§ WRITTEN EXERCISE: From the listing that follows, extract every line and set it down unaltered.

# start of PROVIDED RECORDS

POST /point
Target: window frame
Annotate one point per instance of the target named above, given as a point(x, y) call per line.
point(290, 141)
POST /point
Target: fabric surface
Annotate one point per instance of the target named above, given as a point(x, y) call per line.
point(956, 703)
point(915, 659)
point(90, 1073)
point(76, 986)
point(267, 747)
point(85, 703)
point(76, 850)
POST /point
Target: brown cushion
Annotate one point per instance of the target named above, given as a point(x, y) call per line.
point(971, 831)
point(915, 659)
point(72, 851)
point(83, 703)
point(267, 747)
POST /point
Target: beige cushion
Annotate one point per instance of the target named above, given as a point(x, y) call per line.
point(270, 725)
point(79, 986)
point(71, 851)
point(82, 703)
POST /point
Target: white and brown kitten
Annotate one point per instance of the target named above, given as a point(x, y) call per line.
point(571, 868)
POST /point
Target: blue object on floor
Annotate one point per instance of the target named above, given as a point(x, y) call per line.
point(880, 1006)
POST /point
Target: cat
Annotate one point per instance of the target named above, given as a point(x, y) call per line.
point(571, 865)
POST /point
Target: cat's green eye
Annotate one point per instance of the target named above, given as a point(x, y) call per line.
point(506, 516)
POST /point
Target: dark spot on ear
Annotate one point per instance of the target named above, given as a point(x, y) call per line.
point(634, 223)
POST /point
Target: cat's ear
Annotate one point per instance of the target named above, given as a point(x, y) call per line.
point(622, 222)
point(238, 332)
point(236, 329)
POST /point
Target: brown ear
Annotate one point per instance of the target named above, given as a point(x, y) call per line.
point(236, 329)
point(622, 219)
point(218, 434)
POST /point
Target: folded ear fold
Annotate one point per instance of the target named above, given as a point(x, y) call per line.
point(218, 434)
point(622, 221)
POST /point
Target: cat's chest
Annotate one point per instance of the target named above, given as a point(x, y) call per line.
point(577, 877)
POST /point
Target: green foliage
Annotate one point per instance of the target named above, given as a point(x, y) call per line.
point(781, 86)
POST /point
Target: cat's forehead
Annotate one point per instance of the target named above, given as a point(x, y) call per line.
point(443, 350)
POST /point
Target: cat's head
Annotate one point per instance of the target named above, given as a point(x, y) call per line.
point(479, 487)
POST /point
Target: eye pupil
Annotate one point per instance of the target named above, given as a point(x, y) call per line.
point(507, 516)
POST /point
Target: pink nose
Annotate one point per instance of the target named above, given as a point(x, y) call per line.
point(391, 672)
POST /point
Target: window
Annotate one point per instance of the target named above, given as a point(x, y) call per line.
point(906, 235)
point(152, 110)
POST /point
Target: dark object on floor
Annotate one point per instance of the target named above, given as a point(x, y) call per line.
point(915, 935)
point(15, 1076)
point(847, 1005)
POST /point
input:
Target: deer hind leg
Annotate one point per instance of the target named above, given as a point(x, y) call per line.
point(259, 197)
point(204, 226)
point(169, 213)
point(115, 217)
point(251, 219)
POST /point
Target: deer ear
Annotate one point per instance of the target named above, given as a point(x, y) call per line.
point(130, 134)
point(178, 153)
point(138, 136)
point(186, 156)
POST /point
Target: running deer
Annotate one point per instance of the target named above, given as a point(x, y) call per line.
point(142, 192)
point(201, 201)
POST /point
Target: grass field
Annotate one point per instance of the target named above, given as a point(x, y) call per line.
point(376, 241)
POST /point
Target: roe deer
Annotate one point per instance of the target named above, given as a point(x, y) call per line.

# end of PROVIDED RECORDS

§ ANSWER FOR THE TASK:
POST /point
Target: window frame
Annotate one point per instance of the target named above, given as a point(x, y) call per line.
point(290, 141)
POST /point
Target: fabric surface
Annotate one point per instance of the target named above, given as a point(x, y) call per line.
point(956, 703)
point(915, 659)
point(90, 1073)
point(76, 986)
point(267, 747)
point(85, 703)
point(76, 850)
POST /point
Target: brown cushion
Annotate one point per instance of the target named above, given as a point(x, y) call per line.
point(971, 831)
point(915, 659)
point(72, 851)
point(83, 703)
point(267, 747)
POST /point
Target: beige cushion
Annotate one point per instance of the target named above, given as a point(x, y) call per line.
point(270, 725)
point(79, 986)
point(71, 851)
point(82, 703)
POST /point
Target: white and brown kitten
Annotate one point per instance of the target named above, given as a point(x, y) call per line.
point(571, 868)
POST /point
Target: blue object on floor
Annotate one point per instance of the target named above, given as a point(x, y) call per line.
point(880, 1006)
POST /point
Target: cat
Annotate one point per instance of the target named above, given as a point(x, y) call per line.
point(571, 865)
POST /point
Target: cat's green eye
Annotate one point per instance of the target named above, given as a point(x, y) call per line.
point(506, 516)
POST /point
Target: dark spot on ear
Annotate one point per instance of the target named above, given as a point(x, y) call per line.
point(634, 223)
POST /point
Target: cat's ear
Annotate one point per instance of the target named above, given as a point(x, y) call per line.
point(622, 222)
point(238, 332)
point(236, 329)
POST /point
Target: brown ear
Annotate one point per instance of the target named above, given as a point(x, y) call per line.
point(236, 329)
point(622, 219)
point(218, 434)
POST /point
Target: folded ear fold
Annotate one point per instance of the target named above, given as a point(x, y) call per line.
point(218, 434)
point(622, 221)
POST /point
Target: cat's chest
Annotate one point per instance of the target named above, given as a point(x, y) call per line.
point(577, 877)
POST /point
Target: green foliage
Annotate one point per instance of the target named above, given as a point(x, y) call per line.
point(781, 86)
POST /point
Target: cat's forehead
Annotate one point per instance of the target named above, given as a point(x, y) call per line.
point(443, 350)
POST /point
Target: cat's head
Annotate one point per instance of the target named above, given as a point(x, y) call per line.
point(479, 487)
POST /point
Target: eye pupil
Annotate one point per instance of the target named above, given as a point(x, y) call per line.
point(507, 516)
POST /point
Target: pink nose
Annotate one point per instance of the target named above, given as a point(x, y) call per line.
point(391, 672)
POST /point
Target: window
Annotate one point per instance of the target named above, given as a point(x, y) call per line.
point(906, 235)
point(152, 110)
POST /point
Target: dark object on floor
Annotate one point per instance of the target named above, given as a point(x, y) call per line.
point(915, 935)
point(15, 1076)
point(847, 1005)
POST /point
input:
Target: deer hind leg
Annotate one point per instance of the target named above, given as a point(x, y) call per line.
point(259, 197)
point(204, 226)
point(169, 213)
point(115, 217)
point(251, 219)
POST /point
Target: deer ear
Annotate one point per instance of the target named above, given as a point(x, y) call per line.
point(130, 134)
point(178, 153)
point(138, 136)
point(186, 156)
POST /point
Target: running deer
Annotate one point per instance of the target named above, given as a point(x, y) call per line.
point(142, 192)
point(201, 201)
POST /point
Target: grass field
Annotate one point per instance of the target named above, given as a point(x, y) call per line.
point(376, 241)
POST /point
Target: roe deer
Annotate one point per instance of the target named above, given as a point(x, y) call per line.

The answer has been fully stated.